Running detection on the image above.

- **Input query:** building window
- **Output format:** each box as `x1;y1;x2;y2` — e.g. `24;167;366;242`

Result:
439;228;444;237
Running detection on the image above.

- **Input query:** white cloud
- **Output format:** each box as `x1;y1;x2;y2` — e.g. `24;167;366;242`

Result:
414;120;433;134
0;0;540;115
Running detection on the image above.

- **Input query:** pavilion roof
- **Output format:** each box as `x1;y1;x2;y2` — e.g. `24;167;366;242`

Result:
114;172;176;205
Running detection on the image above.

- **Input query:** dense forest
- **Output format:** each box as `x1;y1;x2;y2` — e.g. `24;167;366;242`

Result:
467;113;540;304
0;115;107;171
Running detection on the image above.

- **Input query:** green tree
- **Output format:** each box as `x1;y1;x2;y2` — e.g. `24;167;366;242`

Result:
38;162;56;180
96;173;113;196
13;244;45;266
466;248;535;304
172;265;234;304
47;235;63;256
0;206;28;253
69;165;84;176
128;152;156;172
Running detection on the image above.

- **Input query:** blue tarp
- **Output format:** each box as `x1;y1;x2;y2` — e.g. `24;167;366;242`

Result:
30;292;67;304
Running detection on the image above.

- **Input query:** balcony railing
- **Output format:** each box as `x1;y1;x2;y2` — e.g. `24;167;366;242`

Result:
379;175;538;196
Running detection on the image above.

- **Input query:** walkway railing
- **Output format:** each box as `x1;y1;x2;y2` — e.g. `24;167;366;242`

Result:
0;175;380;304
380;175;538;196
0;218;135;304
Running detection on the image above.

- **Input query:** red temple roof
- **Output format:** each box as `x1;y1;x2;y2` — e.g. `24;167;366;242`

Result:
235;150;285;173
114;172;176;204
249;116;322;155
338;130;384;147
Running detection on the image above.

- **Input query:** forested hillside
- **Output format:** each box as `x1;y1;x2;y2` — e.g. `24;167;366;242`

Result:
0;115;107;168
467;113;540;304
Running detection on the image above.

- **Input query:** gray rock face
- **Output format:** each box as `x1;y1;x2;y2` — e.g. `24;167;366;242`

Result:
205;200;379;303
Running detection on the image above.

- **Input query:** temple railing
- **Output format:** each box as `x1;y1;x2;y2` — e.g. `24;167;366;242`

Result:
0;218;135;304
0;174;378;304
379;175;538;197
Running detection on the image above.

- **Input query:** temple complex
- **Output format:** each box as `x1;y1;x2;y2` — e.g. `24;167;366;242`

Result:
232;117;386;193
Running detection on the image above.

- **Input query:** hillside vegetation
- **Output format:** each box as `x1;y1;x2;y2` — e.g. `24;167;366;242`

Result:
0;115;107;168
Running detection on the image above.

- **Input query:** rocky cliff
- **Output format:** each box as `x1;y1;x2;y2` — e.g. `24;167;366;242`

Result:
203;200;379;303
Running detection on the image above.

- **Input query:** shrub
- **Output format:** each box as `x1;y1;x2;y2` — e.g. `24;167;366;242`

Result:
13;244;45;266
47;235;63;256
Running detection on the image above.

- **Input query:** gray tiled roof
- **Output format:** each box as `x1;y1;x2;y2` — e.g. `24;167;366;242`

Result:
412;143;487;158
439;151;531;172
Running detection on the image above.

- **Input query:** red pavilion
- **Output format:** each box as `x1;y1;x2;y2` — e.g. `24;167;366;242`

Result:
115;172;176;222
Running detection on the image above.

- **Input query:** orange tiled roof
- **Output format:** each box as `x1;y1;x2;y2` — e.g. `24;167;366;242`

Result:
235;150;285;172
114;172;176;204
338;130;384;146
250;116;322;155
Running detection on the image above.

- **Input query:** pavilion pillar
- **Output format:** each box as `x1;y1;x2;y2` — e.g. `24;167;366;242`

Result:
§
Short exercise:
Can you copy the entries word for word, from their first line up to and including the line with "0;0;540;115"?

Task answer:
Running detection on the image above.

- **Input query:** building window
- **Output format:** each box as `x1;y1;x2;y2` — e.g. `24;167;366;242`

Result:
439;228;444;237
Running detection on the image above.

- **Input query:** white cloud
- **Output format:** each box as `x1;y1;x2;y2` — e.g. `24;167;366;242`

Result:
414;120;433;134
0;0;540;115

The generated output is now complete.